What to work on:
Take the listing and print it in full, exactly as given.
[start Material]
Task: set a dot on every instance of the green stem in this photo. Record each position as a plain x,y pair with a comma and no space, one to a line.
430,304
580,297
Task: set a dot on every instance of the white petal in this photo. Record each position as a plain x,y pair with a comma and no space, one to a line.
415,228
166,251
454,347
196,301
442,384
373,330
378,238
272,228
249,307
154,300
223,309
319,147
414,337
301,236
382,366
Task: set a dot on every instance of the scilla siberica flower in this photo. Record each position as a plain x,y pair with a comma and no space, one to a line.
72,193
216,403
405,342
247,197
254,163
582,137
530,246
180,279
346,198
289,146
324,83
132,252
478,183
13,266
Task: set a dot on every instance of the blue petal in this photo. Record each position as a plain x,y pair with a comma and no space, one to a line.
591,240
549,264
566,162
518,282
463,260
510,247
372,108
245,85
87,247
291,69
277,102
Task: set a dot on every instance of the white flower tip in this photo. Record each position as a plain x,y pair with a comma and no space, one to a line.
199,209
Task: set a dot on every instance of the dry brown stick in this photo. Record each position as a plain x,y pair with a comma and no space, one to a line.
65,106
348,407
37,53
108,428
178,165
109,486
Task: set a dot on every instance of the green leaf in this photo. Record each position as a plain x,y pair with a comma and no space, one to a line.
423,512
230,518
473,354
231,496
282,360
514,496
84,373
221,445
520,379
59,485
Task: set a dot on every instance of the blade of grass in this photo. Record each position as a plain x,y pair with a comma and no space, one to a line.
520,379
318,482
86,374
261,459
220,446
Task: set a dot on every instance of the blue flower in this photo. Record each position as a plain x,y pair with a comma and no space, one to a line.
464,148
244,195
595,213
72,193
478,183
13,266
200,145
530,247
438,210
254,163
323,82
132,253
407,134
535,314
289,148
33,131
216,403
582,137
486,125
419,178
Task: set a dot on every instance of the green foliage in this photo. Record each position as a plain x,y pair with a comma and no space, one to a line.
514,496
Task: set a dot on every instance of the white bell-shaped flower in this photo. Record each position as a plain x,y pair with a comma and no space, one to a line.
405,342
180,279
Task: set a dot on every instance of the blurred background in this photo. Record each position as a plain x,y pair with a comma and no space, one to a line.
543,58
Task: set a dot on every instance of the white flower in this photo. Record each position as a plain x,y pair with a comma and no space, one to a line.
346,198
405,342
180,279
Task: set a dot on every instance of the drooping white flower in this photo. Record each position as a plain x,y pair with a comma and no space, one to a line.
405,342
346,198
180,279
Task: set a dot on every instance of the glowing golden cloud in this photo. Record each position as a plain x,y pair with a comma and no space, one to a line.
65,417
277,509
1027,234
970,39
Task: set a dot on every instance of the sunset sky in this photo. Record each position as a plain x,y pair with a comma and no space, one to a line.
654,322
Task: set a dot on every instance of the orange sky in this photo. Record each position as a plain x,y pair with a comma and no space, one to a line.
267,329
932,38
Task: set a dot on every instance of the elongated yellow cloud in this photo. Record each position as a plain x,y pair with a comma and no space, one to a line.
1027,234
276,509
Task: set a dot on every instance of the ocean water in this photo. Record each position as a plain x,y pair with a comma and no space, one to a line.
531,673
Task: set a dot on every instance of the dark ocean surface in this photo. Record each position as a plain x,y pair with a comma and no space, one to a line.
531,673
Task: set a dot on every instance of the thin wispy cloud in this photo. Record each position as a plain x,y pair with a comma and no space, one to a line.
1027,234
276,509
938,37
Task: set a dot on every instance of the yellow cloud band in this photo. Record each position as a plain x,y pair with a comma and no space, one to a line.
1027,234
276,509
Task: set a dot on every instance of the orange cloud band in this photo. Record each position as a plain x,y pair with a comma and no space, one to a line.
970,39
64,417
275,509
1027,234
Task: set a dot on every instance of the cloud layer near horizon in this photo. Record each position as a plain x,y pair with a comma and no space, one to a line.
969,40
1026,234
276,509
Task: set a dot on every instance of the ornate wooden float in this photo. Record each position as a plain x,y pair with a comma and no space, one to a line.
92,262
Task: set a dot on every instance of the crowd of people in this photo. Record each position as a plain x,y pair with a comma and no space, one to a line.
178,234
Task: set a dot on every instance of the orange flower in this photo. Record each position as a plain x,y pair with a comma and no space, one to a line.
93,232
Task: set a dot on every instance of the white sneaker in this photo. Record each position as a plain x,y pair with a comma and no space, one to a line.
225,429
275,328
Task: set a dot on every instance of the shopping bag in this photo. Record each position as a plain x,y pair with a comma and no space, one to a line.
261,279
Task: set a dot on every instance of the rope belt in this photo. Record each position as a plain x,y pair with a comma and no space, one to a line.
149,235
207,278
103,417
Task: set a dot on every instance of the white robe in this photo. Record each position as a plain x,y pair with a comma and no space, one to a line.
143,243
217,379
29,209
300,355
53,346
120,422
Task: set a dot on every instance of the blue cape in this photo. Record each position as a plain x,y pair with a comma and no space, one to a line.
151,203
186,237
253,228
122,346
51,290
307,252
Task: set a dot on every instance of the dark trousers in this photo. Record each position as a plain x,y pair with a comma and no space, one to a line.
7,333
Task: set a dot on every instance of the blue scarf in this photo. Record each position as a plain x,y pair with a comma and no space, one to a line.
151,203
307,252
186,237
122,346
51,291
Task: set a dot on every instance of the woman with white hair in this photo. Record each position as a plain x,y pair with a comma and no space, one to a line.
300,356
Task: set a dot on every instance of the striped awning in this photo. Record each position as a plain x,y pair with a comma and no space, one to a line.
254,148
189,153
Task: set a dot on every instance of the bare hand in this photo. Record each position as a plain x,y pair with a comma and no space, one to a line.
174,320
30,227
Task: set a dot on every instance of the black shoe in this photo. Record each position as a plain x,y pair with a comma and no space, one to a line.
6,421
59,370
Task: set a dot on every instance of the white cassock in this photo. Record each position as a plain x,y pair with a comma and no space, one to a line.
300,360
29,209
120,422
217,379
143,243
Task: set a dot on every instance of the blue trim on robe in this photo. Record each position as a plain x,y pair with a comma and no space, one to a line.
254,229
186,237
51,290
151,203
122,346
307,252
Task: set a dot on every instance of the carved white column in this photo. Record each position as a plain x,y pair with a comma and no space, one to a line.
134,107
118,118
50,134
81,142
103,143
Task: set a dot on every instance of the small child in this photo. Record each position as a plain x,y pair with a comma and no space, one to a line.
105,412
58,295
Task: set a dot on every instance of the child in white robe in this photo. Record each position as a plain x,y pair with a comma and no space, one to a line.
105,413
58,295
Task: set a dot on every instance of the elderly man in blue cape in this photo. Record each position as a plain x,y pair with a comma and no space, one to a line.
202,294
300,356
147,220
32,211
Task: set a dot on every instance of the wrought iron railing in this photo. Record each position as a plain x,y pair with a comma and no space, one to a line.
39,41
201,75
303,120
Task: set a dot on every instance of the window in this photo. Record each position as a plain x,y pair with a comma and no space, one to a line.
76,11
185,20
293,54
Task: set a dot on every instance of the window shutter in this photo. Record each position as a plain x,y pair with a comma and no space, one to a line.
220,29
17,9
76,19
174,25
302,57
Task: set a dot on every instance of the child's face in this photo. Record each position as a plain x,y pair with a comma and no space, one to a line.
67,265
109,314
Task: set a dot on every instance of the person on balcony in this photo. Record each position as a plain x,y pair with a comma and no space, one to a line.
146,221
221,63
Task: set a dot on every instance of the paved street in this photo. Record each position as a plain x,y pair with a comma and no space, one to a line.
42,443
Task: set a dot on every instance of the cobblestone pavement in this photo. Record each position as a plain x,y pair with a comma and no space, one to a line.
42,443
[end Material]
Result of this task:
Task: set a dot on every instance of the green stem in this photo. Record each position as a plain x,y pair with a comma and no space, one to a line.
430,304
580,297
Task: set a dot on every instance of the white petal in this photo. Record each position as a plain x,y pair with a comma and no space, one to a line.
415,228
166,251
454,347
196,301
442,384
373,330
378,238
272,228
249,307
154,300
223,309
319,147
414,337
301,236
382,366
Task: set a dot on every instance of the scilla siberica flower in this photo. Record each position as a plain x,y pair with a comma and no space, one to a line.
72,193
216,403
405,342
247,197
254,163
582,137
530,246
180,279
346,198
289,146
324,83
132,252
478,183
13,266
Task: set a dot on every instance of the blue petal in this photo. Record each position as a plain x,y pair with a comma and no space, one to a line.
591,240
549,264
566,162
518,282
463,260
510,247
372,108
245,85
87,247
291,69
277,102
Task: set a dot on every instance of the white flower tip in this photo. Record each position as a plain x,y pair with a comma and no space, one to a line.
199,209
Task: set a dot on every instance of the dry brown stick in this photo. Record each position as a plain x,y pair with a comma and no space, one to a line.
65,106
348,407
37,53
108,428
178,165
109,486
Task: set a dot on every instance of the green leaf in this photo. Record each position as a plain x,y pair with a comma and no space, one to a line.
423,512
230,518
473,354
231,496
282,360
514,496
84,373
221,445
520,379
59,485
Task: set a dot on every instance of the blade of grass in this photo. Record each position as a plain x,y pair with a comma and no space, one to a line.
520,379
318,482
86,374
261,459
220,446
Task: set a dot on every instance of the blue flower in this photo. Record each position as a plain x,y pair with a comma and no space, one to a line.
464,148
244,195
595,213
72,193
478,183
13,266
200,145
530,247
438,210
254,163
323,82
132,253
407,134
535,314
289,148
33,131
216,403
582,137
486,125
419,178
Task: set a dot on every instance of the green foliage in this photo. Record each position as a plain x,y pair with a comma and no space, one to a line.
514,496
Task: set a dot on every instance of the white bell-shaped flower in this photo. Record each position as a plain x,y pair with a comma and no space, one to a line.
405,342
180,279
Task: set a dot on every instance of the blurred background in this photo. Record each position as a plain x,y pair with a comma and no space, one to a line.
543,58
Task: set a dot on every instance of the white flower in this photo. Record each position as a plain x,y pair with a comma and no space, one to a line.
346,198
405,342
180,279
Task: set a dot on every instance of the drooping white flower in this photo. Record each position as a plain x,y pair with a comma and no space, one to a line.
405,342
346,198
180,279
Task: set a dot on every instance of the glowing golden cloud in this photo. Record each position as a plain x,y pair with a comma and no space, one to a line.
65,417
277,509
1027,234
970,39
Task: set a dot on every instance of the sunset sky in this photo. Record each position as a plain x,y pair with a comma and no space, one to a line.
654,322
Task: set a dot on every instance of the orange sky in this photo. Record each position as a plain x,y pair with a comma and no space, one to a line.
267,329
932,38
Task: set a dot on every instance of the elongated yellow cloud in this photo. Record each position as a plain x,y pair with a comma and no space, one to a line.
1027,234
276,509
Task: set a dot on every instance of the ocean water in this photo. Record each position as a plain x,y pair with a comma and no space, one to a line.
531,673
Task: set a dot on every instance of the dark ocean surface in this photo. Record each position as a plain x,y pair with a comma and no space, one to a line.
531,673
Task: set a dot on every instance of the thin wispy cloud in this photo. Record each position as a plain x,y pair with a comma and no space, one to a line.
1027,234
276,509
938,37
Task: set a dot on every instance of the yellow cloud band in this photo. Record each position as a plain x,y pair with a comma and no space, one to a line.
1027,234
276,509
Task: set a dot on every instance of the orange cloud band in this photo. Record each position as a plain x,y pair with a comma and no space, one to a line.
970,39
64,417
275,509
1027,234
Task: set a dot on every instance of the cloud layer near horizon in this photo. Record each position as a plain x,y pair with a comma and no space, one to a line.
969,40
1026,234
276,509
Task: set a dot on every instance of the ornate wooden float in this photo. Record each position as a plain x,y pair with a comma and no space, one to a line.
92,262
Task: set a dot on every instance of the crowd of people in this photo. Record each position as a plain x,y pair with a comma and no space, one to a line.
178,234
Task: set a dot on every instance of the orange flower in this photo. Record each position as a plain x,y pair with a comma and no space, one to a line.
93,232
Task: set a dot on every instance of the white sneaker in this photo. Record each position as a plain x,y pair with a comma and no space, one to a line.
225,429
275,328
Task: set a dot on every instance of the shopping bag in this photo. Record each position as a plain x,y pair with a comma and no space, one to a line.
261,279
Task: set a dot on every instance of the rope belt in this photo. Record each position as a plain x,y pair with a comma and no space, one to a line.
149,235
207,278
103,417
Task: set a dot on every instance of the white robe in this photo. Record each position as a plain x,y pair with a comma and no space, one to a line.
143,243
217,379
29,209
300,355
53,346
120,422
Task: set a dot on every instance of the blue cape in this photo. Record each position as a plain x,y pair with a comma and no space, one to a line.
151,203
186,237
253,228
122,346
51,290
307,252
Task: set a dot on every instance of the dark trousers in this photo. Record each position as a plain x,y pair with a comma and no space, one to a line.
7,333
Task: set a dot on every instance of the blue scarf in this photo. Record each position as a plain x,y pair with a comma and no space, one to a line.
151,203
307,252
186,237
122,346
51,291
Task: set a dot on every instance of the woman with white hair in this photo. Record each position as a plain x,y pair with a comma and no space, one to a line.
300,356
Task: set a dot on every instance of the striped awning in this photo. Record each position as a plain x,y pair with a comma and no space, one to a line.
254,148
189,153
Task: set a dot on every instance of the bare hand in this photo. Record each position as a plain x,y pair with a comma and no space, one to a line.
174,320
30,227
Task: set a dot on every instance of the black shoe in this photo. Record each position as a plain x,y pair with a comma and no space, one to a line.
6,421
59,370
Task: set a dot on every instance of the white cassock in this photo. Record each position as a plain x,y pair with a comma and no space, one to a line.
300,360
29,209
120,422
217,379
143,243
Task: set a dot on every instance of the blue trim on robe in this photo. Record each position as a plain x,y pair with a comma and no space, one to a line.
254,229
186,237
51,290
151,203
122,346
307,252
Task: set a dot on every instance of the carved white column in this photo. Record each position as a plain x,y pair with a comma and no space, one to a line.
134,107
118,118
50,134
81,142
103,143
Task: set a dot on every instance of the small child in this photo. Record each position as a plain x,y pair with a comma and no space, one to a line.
105,412
58,295
Task: set a dot on every instance of the child in white robe in this photo. Record each position as a plain x,y pair with a comma and no space, one to a line.
105,413
58,295
Task: set a dot on every instance of the elderly man in blue cape in this photo. Record each position as a plain x,y pair with a comma and no space, one to a line.
202,294
300,356
147,220
32,211
Task: set a dot on every instance of the wrought iron railing in this photo. Record each position as a plain x,y pair with a comma and no space, one to a line.
39,41
201,75
303,120
Task: set a dot on every instance of the window in this photo. Record each position as a plain x,y pair with a comma and no space, one to a line.
76,11
185,20
293,54
Task: set a dot on every instance of the window shutter in this photo. Record each position as a plain x,y pair with a comma and no space, one to a line.
220,29
17,9
76,19
174,25
302,57
Task: set a dot on every instance of the child's face in this photo. Record each position as a plain x,y pair with a comma and no space, one to a line.
67,265
109,314
Task: set a dot on every instance of the person on balcony in this photo. Record each position as a plain x,y pair with a comma and no space, one to a line.
146,221
221,63
Task: set a dot on every instance of the paved street in this photo. Record each position as a plain x,y pair with a comma and no space, one to a line.
42,443
Task: set a dot on every instance of the cobblestone pavement in this photo. Record each position as a plain x,y pair with a comma and no space, one to a line.
42,443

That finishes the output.